Первый класс школы мне запомнился деревянными партами с откидывающимися столешницей и сиденьями. Сверху парта была покрыта белой эмалью и по пятницам после уроков мы чистили свои парты стерками от чернильных клякс и других надписей. Через месяц учебы нам стали выставлять оценки и было введено правило: получил пятерку – приклеиваешь на портфель красный кружочек; соответственно: четверка – синий, тройка – желтый, двойка – белый. Поначалу, некоторым (это не я) неудобно было ходить с тремя желтыми и двумя белыми кружочками. Но потом это нововведение из-за постоянных жалоб наших девочек отличниц было отменено. Представьте себе, идет девочка отличница, у нее на портфеле два красных кружочка и один синий, а мимо нее пробегает мальчик (это не я), для которого и синий кружочек – большая редкость, не говоря о красном, а у него на портфеле этих красных кружочков чуть ли не в два ряда, как звездочек на самолете истребителе у летчика аса.

■ Что сделать:
Какого цвета кружочек приклеивали на портфель за тройку в отрывке о первом классе? Материал взят из другого источника.

■ Материал:
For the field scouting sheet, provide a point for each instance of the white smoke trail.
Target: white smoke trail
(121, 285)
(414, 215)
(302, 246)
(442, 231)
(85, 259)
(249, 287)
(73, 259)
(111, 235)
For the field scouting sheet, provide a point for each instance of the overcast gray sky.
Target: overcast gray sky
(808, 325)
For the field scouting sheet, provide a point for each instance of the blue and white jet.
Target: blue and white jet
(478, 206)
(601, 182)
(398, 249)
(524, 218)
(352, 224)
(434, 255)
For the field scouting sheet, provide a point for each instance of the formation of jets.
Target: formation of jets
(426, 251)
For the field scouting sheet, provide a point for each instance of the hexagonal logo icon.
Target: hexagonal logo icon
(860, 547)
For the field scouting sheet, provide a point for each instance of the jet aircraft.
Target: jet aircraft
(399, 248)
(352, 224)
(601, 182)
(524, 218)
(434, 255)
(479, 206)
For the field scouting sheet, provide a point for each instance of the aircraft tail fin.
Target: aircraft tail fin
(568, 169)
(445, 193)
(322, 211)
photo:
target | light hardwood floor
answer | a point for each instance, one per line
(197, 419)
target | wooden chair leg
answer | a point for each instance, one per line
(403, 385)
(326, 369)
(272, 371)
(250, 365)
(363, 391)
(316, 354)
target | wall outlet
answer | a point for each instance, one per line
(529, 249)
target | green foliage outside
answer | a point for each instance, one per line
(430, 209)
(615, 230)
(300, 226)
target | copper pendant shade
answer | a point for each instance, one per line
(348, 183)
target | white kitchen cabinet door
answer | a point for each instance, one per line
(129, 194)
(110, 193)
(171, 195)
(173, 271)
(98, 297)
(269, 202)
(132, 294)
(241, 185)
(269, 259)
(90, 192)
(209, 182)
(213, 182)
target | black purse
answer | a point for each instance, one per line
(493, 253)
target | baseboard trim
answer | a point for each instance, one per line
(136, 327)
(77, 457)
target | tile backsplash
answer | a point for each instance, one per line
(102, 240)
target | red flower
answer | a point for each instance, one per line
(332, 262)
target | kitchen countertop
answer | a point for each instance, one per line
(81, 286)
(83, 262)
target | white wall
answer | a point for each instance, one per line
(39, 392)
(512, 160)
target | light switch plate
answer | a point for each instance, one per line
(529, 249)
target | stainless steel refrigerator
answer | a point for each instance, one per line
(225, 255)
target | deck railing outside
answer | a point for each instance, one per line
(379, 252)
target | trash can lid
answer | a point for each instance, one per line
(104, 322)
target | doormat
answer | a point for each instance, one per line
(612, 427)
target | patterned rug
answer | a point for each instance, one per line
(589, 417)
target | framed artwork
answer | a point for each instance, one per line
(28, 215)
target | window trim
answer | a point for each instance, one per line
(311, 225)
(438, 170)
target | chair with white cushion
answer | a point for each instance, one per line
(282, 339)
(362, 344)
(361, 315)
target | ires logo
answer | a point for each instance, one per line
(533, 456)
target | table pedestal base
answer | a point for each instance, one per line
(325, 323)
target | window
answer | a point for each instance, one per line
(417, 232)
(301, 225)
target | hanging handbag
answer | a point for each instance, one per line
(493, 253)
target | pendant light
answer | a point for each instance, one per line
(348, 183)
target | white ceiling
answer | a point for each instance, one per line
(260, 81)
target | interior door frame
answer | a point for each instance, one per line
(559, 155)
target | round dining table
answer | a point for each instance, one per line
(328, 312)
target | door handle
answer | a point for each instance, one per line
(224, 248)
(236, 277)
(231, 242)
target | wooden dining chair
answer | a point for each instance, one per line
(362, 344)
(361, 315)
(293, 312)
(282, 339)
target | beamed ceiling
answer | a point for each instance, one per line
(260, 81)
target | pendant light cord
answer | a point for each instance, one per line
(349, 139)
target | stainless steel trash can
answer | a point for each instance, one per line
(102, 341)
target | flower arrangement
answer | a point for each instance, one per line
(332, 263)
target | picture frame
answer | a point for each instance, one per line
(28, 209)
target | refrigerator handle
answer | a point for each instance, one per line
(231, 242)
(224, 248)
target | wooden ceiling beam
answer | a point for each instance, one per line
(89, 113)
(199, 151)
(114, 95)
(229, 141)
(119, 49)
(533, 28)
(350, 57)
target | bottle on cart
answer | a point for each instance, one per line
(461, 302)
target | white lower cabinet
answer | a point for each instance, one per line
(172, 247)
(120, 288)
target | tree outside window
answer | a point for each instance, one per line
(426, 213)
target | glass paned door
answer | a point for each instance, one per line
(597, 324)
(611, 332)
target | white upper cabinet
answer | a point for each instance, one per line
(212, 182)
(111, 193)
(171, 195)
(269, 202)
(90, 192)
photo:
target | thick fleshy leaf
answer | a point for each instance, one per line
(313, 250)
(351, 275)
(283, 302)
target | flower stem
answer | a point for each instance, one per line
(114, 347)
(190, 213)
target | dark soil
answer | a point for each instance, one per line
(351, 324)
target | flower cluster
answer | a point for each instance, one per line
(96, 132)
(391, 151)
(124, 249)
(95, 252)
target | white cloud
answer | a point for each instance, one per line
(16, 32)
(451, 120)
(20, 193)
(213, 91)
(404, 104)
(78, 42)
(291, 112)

■ Ответ на задание:
За тройку приклеивали желтый кружочек.